● **Exercise brief**: In the records below, the line with "x=714, y=21" opens the range and the line with "x=399, y=95" closes it; print that range exactly and nothing else.

::: Extracted records

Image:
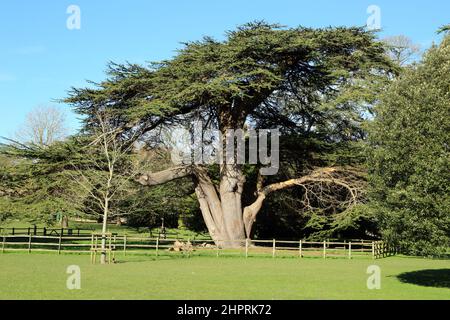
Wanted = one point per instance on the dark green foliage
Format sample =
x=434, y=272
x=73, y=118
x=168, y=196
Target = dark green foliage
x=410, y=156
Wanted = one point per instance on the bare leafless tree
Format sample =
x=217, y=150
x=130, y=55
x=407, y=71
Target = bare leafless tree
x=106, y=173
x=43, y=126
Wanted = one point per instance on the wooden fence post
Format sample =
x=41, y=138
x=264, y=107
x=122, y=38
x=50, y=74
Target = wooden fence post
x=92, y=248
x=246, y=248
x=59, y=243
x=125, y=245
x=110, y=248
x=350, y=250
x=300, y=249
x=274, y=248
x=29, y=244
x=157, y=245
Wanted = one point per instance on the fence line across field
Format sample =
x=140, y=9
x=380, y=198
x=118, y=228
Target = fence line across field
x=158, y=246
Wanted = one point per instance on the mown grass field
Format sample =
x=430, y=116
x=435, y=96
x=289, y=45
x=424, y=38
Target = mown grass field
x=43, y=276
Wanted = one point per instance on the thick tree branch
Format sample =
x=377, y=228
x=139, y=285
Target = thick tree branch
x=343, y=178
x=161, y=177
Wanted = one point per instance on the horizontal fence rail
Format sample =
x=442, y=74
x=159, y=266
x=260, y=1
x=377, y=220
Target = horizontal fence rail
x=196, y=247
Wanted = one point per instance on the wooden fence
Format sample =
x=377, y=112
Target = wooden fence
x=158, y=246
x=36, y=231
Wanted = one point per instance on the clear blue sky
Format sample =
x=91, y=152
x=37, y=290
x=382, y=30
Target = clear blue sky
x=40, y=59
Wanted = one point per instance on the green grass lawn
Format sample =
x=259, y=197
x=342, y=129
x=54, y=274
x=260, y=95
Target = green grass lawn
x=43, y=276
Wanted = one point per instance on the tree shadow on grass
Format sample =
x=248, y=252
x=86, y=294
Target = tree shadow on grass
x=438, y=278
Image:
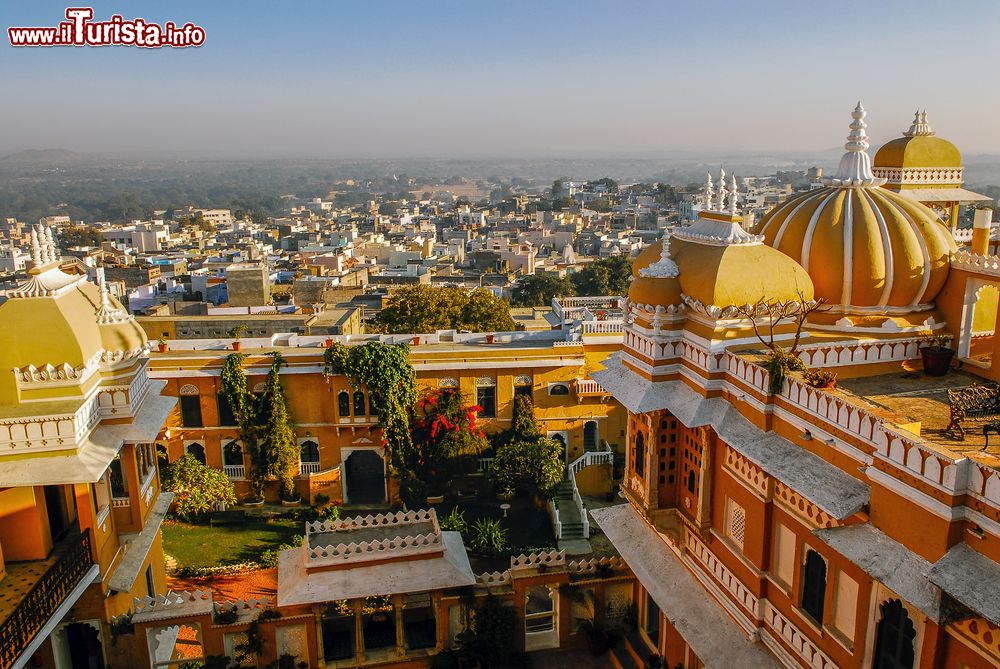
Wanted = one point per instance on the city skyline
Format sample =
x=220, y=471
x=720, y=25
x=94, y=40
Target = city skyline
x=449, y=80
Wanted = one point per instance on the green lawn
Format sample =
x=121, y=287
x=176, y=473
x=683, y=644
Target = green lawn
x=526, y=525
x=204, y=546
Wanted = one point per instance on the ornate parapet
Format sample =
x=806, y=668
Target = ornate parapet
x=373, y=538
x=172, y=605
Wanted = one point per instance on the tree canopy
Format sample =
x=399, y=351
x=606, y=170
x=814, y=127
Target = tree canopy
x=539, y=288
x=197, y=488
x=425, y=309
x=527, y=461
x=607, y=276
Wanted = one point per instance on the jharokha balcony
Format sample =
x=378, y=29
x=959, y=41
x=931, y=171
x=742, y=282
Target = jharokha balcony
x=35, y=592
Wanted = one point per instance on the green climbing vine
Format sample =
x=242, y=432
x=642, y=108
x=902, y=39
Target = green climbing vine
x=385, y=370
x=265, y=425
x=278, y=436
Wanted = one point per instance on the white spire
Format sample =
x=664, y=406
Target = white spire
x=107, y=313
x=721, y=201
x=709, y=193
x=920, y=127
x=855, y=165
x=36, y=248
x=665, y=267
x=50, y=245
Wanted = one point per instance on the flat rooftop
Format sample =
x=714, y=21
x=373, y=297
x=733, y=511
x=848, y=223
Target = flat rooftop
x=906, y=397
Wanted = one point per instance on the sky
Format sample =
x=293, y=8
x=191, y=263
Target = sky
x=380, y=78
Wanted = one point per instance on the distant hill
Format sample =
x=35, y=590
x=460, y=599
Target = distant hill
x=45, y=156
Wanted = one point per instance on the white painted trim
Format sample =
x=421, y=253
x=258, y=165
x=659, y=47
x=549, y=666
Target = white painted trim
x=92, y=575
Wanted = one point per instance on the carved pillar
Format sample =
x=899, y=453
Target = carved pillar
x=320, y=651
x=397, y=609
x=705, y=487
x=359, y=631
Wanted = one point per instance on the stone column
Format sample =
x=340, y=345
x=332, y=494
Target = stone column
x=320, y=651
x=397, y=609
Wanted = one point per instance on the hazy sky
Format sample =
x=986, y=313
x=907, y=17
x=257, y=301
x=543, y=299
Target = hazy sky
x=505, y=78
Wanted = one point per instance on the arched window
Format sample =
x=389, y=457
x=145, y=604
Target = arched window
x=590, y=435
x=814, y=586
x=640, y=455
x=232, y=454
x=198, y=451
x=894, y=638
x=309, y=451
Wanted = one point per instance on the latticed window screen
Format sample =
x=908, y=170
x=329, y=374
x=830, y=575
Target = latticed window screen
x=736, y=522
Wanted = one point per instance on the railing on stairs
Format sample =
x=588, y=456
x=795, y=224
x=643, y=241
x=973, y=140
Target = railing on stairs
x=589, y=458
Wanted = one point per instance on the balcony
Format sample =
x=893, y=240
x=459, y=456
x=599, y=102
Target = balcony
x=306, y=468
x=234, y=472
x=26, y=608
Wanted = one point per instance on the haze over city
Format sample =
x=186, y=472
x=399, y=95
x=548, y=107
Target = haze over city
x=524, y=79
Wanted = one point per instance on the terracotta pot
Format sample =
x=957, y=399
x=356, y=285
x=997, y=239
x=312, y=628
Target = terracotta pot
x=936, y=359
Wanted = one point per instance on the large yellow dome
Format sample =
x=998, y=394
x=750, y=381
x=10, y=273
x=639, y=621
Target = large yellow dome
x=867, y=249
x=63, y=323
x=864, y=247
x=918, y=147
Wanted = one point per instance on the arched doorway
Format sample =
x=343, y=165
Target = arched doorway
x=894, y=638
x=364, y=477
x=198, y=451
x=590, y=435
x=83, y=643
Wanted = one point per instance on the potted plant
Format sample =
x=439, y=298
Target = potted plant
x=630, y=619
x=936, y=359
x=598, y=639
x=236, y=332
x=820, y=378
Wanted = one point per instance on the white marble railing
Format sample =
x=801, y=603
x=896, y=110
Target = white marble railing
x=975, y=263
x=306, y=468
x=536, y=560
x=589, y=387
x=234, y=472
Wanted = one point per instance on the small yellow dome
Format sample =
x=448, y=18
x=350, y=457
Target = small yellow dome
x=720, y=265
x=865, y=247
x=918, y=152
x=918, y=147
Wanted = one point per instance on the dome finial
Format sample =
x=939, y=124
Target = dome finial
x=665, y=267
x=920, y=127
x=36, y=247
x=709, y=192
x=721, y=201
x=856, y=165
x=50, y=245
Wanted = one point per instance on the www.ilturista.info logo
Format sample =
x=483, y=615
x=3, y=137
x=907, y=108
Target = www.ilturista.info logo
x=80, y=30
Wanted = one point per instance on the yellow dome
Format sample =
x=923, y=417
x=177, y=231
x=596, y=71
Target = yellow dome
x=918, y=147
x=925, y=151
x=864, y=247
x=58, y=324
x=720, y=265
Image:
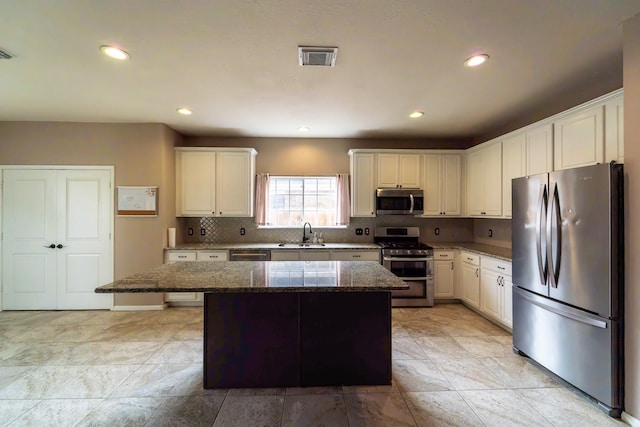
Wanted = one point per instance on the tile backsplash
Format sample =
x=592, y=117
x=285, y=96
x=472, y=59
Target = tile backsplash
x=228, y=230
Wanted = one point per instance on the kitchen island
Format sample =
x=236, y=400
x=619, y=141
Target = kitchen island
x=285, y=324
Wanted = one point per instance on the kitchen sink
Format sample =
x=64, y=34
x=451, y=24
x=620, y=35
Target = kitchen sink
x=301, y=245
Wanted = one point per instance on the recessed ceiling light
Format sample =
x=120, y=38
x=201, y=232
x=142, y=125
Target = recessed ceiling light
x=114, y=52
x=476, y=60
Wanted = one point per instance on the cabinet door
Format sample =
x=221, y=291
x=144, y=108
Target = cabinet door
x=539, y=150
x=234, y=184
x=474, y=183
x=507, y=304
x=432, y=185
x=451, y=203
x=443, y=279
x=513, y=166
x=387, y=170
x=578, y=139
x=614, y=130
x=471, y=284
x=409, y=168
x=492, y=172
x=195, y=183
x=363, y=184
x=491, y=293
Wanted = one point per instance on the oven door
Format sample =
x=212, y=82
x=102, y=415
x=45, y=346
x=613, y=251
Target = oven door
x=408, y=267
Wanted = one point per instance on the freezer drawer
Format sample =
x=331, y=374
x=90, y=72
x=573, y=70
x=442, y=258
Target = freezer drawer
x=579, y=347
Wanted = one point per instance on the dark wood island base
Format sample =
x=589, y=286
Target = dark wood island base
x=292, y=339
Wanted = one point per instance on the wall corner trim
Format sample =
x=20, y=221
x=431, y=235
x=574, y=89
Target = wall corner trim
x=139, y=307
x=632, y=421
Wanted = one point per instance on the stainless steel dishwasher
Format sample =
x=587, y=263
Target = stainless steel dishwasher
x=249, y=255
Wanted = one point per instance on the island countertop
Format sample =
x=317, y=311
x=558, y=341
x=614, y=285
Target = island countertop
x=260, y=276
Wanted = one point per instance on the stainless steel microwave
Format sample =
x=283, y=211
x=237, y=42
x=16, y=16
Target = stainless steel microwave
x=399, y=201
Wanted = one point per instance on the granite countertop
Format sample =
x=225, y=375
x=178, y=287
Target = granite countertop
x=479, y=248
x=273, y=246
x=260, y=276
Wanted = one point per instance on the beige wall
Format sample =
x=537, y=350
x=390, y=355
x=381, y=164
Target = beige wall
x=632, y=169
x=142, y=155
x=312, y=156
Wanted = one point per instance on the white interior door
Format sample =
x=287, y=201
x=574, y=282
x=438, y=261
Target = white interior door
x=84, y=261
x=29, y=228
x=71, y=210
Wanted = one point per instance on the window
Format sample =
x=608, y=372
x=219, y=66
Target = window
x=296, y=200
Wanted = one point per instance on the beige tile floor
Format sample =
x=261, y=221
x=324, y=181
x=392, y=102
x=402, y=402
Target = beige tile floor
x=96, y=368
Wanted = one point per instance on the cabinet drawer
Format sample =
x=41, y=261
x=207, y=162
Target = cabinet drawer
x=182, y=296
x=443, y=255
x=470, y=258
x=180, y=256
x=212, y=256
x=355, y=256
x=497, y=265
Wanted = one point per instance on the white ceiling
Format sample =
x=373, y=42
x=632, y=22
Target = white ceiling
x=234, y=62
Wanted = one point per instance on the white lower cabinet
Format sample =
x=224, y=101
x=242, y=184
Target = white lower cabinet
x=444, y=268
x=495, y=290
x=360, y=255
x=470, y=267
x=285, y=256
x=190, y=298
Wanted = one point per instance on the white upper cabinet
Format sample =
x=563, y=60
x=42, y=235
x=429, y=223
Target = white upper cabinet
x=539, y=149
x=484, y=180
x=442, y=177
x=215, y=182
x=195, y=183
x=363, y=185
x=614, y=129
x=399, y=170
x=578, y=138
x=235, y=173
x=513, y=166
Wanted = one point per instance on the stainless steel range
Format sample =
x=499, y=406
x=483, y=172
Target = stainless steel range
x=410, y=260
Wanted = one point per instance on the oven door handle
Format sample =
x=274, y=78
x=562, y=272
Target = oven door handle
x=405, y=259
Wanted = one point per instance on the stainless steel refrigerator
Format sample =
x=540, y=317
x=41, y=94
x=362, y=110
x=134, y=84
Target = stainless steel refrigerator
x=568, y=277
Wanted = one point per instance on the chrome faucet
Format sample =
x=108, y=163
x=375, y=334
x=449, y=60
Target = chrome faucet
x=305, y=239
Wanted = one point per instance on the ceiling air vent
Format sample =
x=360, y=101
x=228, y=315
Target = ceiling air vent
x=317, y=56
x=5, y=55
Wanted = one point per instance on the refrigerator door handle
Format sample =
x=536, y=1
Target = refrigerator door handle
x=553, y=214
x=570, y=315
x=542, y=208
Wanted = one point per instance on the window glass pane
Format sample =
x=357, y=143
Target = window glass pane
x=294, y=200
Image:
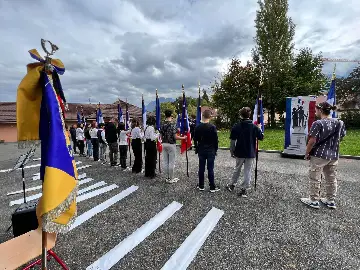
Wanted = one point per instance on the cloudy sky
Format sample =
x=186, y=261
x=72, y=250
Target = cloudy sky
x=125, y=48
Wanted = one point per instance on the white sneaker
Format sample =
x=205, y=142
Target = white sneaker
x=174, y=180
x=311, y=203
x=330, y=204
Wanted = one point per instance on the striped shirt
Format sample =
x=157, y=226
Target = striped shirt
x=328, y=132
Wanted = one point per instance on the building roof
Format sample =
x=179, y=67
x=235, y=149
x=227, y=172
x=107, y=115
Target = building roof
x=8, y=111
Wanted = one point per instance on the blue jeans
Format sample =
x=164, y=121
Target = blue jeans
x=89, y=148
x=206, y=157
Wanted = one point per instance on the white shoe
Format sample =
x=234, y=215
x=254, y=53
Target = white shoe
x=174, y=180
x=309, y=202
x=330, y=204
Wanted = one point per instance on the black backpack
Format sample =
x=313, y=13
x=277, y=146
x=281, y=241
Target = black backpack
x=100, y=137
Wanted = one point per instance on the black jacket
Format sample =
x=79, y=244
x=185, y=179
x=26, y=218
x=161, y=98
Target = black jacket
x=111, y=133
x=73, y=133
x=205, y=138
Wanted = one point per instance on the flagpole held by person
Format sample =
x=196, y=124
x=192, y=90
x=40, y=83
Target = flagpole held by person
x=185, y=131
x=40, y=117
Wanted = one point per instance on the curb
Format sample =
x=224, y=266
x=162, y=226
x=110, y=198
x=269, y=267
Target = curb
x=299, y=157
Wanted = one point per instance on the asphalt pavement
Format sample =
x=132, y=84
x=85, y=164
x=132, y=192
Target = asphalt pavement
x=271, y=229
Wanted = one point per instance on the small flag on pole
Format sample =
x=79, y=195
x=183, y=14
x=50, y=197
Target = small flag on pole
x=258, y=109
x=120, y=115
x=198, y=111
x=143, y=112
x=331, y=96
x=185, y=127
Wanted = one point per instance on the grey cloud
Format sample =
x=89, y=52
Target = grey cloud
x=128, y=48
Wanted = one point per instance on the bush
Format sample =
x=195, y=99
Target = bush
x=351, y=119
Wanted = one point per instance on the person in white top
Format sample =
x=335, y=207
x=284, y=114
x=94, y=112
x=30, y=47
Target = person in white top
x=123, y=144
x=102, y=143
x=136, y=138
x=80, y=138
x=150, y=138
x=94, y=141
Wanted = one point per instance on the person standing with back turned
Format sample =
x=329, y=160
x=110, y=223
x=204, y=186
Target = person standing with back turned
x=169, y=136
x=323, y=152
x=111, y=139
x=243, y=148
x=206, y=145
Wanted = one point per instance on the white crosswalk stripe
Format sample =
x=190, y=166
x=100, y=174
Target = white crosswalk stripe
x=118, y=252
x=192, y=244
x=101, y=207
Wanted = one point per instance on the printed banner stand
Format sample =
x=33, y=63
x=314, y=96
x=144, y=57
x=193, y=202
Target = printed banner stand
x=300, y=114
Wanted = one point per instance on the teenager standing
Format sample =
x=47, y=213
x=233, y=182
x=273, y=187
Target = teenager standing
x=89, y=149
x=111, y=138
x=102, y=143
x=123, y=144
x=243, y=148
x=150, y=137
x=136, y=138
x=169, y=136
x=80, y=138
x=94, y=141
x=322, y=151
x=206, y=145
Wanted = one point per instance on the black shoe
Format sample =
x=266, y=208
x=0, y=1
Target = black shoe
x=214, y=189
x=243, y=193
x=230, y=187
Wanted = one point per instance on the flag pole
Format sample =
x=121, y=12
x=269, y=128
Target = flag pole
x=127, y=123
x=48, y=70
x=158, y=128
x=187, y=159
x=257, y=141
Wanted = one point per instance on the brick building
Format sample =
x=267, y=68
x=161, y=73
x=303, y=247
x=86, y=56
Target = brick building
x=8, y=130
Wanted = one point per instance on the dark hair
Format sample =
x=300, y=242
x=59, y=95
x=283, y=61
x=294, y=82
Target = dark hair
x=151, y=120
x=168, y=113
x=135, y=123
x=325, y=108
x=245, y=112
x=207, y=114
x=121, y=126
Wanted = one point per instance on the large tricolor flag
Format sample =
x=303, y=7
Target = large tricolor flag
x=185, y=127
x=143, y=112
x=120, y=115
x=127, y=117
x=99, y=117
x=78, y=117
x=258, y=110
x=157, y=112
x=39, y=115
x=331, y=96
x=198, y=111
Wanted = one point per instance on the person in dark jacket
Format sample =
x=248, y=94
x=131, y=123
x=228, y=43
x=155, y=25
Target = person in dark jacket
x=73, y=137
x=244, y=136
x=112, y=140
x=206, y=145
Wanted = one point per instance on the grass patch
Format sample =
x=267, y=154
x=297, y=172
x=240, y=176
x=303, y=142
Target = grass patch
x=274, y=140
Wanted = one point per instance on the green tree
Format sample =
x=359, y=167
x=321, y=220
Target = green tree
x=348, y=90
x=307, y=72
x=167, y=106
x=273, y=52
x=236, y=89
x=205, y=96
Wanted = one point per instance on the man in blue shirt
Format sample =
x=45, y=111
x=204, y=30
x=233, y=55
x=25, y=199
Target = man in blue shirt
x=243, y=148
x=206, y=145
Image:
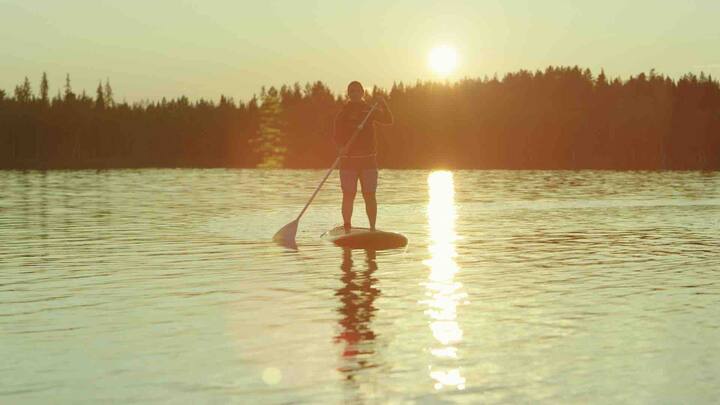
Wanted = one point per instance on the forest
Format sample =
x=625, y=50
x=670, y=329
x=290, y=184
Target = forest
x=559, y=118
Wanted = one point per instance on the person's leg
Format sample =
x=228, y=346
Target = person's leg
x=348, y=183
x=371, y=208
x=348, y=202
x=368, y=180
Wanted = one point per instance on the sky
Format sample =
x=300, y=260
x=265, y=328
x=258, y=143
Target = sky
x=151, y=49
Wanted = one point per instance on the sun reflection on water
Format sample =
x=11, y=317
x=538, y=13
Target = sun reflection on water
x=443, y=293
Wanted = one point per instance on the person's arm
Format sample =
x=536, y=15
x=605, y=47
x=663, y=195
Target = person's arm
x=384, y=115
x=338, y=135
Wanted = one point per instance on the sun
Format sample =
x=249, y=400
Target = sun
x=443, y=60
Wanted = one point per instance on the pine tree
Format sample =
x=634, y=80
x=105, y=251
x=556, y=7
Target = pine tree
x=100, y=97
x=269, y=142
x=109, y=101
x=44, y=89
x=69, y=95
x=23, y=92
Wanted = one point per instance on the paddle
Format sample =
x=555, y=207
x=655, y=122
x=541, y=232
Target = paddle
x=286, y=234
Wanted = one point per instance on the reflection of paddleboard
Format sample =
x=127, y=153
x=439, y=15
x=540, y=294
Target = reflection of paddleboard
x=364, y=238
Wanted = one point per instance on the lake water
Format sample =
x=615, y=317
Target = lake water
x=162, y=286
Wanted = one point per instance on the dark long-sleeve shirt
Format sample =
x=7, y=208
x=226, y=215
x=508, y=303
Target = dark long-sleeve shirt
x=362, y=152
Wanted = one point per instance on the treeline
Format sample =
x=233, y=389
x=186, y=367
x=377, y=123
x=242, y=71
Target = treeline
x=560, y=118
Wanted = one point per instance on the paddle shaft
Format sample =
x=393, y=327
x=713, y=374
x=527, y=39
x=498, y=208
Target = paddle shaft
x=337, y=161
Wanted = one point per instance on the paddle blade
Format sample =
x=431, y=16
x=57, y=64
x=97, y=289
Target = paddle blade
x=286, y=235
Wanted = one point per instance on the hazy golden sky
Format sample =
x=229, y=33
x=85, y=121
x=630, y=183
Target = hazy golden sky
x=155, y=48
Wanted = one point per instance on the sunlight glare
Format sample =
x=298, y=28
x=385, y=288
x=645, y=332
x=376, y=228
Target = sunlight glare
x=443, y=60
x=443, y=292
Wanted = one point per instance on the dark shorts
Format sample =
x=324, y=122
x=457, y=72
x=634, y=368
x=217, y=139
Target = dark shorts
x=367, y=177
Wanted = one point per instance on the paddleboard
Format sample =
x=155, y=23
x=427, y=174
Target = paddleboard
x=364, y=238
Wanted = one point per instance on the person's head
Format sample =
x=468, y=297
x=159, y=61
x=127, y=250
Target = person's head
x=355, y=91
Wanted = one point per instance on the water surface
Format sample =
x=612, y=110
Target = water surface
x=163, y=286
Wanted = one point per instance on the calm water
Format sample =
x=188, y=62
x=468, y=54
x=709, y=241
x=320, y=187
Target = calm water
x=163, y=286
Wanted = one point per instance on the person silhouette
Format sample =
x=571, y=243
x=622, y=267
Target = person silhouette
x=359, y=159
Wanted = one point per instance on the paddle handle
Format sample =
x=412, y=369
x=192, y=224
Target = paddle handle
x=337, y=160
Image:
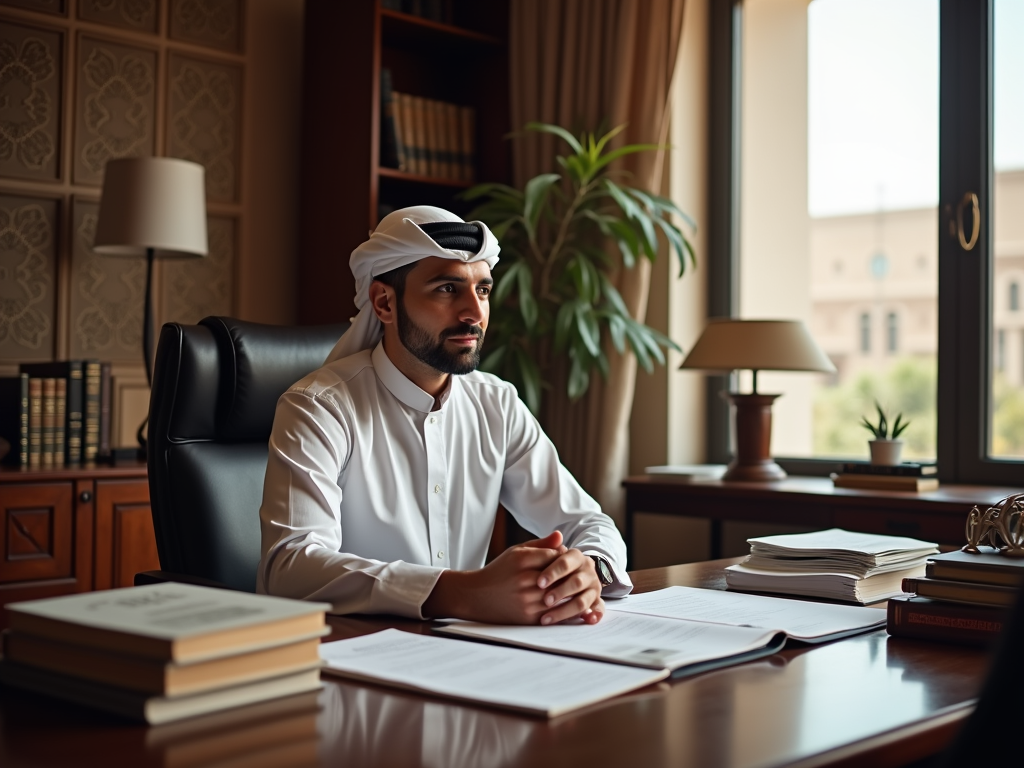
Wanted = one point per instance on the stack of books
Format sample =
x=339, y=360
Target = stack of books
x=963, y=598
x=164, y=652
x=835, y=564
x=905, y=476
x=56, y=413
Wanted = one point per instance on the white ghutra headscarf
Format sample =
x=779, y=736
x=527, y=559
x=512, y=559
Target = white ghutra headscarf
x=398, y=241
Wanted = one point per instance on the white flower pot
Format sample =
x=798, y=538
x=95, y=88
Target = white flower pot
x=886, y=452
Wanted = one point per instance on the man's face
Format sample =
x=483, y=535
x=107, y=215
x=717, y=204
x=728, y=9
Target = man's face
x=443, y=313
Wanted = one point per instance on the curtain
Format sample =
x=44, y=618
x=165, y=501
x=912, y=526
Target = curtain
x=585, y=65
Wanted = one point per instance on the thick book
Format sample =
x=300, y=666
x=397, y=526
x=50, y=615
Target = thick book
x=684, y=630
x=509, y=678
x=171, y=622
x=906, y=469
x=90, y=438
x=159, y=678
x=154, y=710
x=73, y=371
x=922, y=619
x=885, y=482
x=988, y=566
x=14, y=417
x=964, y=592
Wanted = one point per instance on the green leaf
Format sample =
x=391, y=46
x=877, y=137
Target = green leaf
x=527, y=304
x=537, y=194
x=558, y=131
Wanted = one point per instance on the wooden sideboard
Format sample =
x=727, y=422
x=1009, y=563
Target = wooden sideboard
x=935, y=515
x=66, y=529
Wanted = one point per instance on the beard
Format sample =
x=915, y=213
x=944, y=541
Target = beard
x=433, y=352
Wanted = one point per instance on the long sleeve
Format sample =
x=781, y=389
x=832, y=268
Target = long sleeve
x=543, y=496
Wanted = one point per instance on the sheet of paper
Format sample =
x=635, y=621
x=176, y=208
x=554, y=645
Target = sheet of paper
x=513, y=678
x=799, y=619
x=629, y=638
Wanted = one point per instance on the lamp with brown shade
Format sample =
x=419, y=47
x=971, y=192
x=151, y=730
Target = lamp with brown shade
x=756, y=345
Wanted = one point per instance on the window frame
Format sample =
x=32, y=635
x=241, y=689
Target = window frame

::::::

● **Completed task**:
x=714, y=21
x=373, y=297
x=733, y=511
x=848, y=223
Target = flat rooftop
x=906, y=397
Wanted = one point per instance on the sky
Format sample =
x=293, y=8
x=191, y=263
Target = sky
x=380, y=78
Wanted = one point per instance on the distant hill
Format sample =
x=35, y=590
x=460, y=599
Target = distant hill
x=45, y=156
Wanted = one point per instance on the white painted trim
Format sample =
x=421, y=253
x=258, y=165
x=659, y=47
x=549, y=666
Target = white painted trim
x=92, y=575
Wanted = one point per instance on the carved pillar
Format sample =
x=899, y=453
Target = carved pillar
x=320, y=651
x=397, y=609
x=705, y=487
x=359, y=631
Wanted = one point per instance on the stone column
Format sample =
x=340, y=345
x=332, y=494
Target = stone column
x=320, y=651
x=397, y=609
Wanted = one point per instance on the hazy sky
Format sample =
x=986, y=313
x=907, y=17
x=257, y=301
x=543, y=299
Target = hazy sky
x=505, y=78
Wanted = one point per instance on the arched window
Format sample =
x=389, y=457
x=145, y=604
Target = arched window
x=590, y=435
x=814, y=586
x=640, y=455
x=232, y=454
x=198, y=451
x=894, y=638
x=309, y=451
Wanted = one point per instance on the latticed window screen
Format sample =
x=908, y=170
x=329, y=374
x=830, y=575
Target = latticed window screen
x=736, y=522
Wanted = one point per instance on the railing on stairs
Format sample =
x=588, y=456
x=795, y=224
x=643, y=241
x=973, y=140
Target = railing on stairs
x=589, y=458
Wanted = one point per instance on the balcony
Format sample =
x=893, y=240
x=459, y=456
x=599, y=102
Target = balcony
x=306, y=468
x=234, y=472
x=26, y=608
Wanted = one point per instance on the haze over city
Format sample =
x=186, y=472
x=399, y=95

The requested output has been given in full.